• **Prompt**: Select every line of the records that contains the string "meat", matching case exactly, and copy each such line out.

• **Information given**:

___

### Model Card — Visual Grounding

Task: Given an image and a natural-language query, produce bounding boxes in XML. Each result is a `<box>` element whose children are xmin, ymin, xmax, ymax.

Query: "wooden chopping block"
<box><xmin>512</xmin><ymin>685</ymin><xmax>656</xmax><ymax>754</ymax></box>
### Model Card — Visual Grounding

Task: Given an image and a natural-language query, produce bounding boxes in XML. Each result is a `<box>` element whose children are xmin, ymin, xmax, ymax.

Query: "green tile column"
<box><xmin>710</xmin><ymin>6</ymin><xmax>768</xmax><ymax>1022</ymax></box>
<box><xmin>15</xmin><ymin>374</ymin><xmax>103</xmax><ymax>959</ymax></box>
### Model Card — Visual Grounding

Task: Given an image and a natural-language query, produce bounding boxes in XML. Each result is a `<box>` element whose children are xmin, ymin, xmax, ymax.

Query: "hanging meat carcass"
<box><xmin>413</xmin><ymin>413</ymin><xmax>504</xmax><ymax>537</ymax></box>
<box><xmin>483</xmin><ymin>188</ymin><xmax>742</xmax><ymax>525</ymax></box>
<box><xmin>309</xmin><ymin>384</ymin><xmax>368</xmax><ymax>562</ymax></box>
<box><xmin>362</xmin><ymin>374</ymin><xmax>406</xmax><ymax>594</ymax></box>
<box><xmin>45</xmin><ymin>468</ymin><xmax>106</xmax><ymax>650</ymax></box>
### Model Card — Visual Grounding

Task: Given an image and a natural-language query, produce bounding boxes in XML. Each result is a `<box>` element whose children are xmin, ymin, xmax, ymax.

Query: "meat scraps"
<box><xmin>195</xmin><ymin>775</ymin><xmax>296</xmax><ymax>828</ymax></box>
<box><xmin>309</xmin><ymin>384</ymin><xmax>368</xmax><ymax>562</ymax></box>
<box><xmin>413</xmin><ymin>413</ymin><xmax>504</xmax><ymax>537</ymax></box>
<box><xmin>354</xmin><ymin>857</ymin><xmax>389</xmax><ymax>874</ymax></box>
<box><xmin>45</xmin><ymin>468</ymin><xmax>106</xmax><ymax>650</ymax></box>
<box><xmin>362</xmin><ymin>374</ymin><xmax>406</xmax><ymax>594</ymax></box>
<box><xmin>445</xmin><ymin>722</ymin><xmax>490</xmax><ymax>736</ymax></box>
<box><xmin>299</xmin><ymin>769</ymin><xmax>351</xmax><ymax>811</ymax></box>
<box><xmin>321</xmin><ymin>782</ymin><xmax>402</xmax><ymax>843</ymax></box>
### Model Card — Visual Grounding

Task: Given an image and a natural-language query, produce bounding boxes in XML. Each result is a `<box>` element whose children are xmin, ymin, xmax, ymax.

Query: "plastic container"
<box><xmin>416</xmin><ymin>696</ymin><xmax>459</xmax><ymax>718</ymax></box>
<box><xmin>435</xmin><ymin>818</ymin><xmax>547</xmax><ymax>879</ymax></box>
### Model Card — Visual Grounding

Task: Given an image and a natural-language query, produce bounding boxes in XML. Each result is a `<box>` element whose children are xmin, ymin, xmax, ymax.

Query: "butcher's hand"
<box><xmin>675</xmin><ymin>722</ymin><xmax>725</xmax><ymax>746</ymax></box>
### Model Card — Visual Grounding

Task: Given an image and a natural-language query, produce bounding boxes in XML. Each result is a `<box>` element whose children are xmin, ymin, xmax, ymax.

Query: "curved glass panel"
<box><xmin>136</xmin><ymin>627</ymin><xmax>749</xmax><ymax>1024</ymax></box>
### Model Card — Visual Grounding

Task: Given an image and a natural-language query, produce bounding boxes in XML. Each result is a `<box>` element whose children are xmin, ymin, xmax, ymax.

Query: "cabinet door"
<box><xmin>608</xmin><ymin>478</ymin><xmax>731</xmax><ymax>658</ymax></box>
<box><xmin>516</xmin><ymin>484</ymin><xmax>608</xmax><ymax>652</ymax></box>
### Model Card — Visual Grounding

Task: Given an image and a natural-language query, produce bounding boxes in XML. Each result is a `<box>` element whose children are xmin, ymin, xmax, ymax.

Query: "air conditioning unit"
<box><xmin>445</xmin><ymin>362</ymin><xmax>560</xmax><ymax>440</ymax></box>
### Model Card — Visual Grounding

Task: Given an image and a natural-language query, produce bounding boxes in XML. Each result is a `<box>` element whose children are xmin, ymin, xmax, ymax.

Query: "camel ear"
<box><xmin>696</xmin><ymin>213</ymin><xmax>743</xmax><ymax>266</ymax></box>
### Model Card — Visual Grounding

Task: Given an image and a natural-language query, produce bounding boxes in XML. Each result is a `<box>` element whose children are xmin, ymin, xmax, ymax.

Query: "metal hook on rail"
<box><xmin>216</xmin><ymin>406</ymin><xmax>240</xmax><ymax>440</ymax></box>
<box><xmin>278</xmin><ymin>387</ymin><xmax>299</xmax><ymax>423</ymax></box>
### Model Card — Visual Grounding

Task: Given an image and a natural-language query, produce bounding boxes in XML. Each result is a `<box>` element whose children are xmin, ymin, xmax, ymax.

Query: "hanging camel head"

___

• **Task output**:
Query: "hanging meat carcass"
Query: "meat scraps"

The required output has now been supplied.